WHAT IS ASKED:
List every line in the rows below that contains the string "rule", copying each line in full.

RECORDS FOR THIS EXERCISE:
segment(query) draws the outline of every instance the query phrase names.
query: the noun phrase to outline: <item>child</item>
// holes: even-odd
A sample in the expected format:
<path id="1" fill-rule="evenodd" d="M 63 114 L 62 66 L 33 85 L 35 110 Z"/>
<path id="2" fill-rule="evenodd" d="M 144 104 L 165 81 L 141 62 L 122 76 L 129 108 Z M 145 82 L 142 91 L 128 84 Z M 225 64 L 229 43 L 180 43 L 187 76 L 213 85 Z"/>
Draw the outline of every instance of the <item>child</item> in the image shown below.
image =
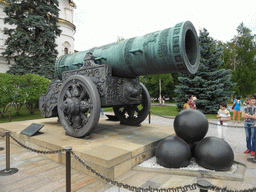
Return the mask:
<path id="1" fill-rule="evenodd" d="M 244 118 L 244 128 L 246 135 L 246 147 L 247 150 L 244 153 L 251 153 L 251 156 L 255 156 L 255 130 L 254 127 L 256 119 L 256 107 L 255 98 L 251 96 L 249 98 L 249 104 L 242 109 L 242 118 Z"/>
<path id="2" fill-rule="evenodd" d="M 189 106 L 189 99 L 186 97 L 185 98 L 185 104 L 183 105 L 183 109 L 189 109 L 190 108 L 190 106 Z"/>
<path id="3" fill-rule="evenodd" d="M 197 99 L 196 97 L 193 97 L 193 95 L 188 95 L 188 99 L 189 99 L 189 107 L 192 109 L 196 109 L 196 104 L 195 104 L 195 100 Z"/>
<path id="4" fill-rule="evenodd" d="M 218 134 L 224 140 L 224 131 L 227 129 L 227 121 L 230 121 L 230 113 L 227 110 L 227 104 L 225 102 L 220 103 L 220 109 L 218 111 L 217 117 L 219 118 L 219 122 L 217 125 Z"/>
<path id="5" fill-rule="evenodd" d="M 240 97 L 237 97 L 234 101 L 233 101 L 233 105 L 234 105 L 234 109 L 233 109 L 233 123 L 235 123 L 235 119 L 236 119 L 236 115 L 237 115 L 237 120 L 238 123 L 240 122 L 240 110 L 241 110 L 241 100 Z"/>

RESULT:
<path id="1" fill-rule="evenodd" d="M 63 114 L 62 66 L 33 85 L 35 110 Z"/>
<path id="2" fill-rule="evenodd" d="M 144 104 L 165 81 L 141 62 L 122 76 L 129 108 Z M 145 82 L 142 91 L 128 84 Z M 225 64 L 229 43 L 180 43 L 187 76 L 213 85 Z"/>
<path id="1" fill-rule="evenodd" d="M 244 118 L 244 128 L 246 135 L 246 147 L 247 150 L 244 153 L 251 153 L 251 156 L 255 156 L 255 130 L 254 127 L 256 119 L 256 107 L 255 98 L 251 96 L 249 98 L 249 104 L 242 109 L 242 118 Z"/>
<path id="2" fill-rule="evenodd" d="M 189 106 L 189 99 L 186 97 L 185 98 L 185 104 L 183 105 L 183 109 L 189 109 L 190 108 L 190 106 Z"/>
<path id="3" fill-rule="evenodd" d="M 197 99 L 196 97 L 193 97 L 193 95 L 188 95 L 188 99 L 189 99 L 189 107 L 192 109 L 196 109 L 196 104 L 195 104 L 195 100 Z"/>
<path id="4" fill-rule="evenodd" d="M 218 134 L 224 140 L 224 131 L 227 129 L 227 121 L 230 121 L 230 113 L 227 110 L 227 104 L 225 102 L 220 103 L 220 109 L 218 111 L 217 117 L 219 118 L 219 122 L 217 125 Z"/>
<path id="5" fill-rule="evenodd" d="M 240 97 L 237 97 L 234 101 L 233 101 L 233 105 L 234 105 L 234 109 L 233 109 L 233 123 L 235 123 L 235 119 L 236 119 L 236 115 L 237 115 L 237 120 L 238 123 L 240 122 L 240 110 L 241 110 L 241 100 Z"/>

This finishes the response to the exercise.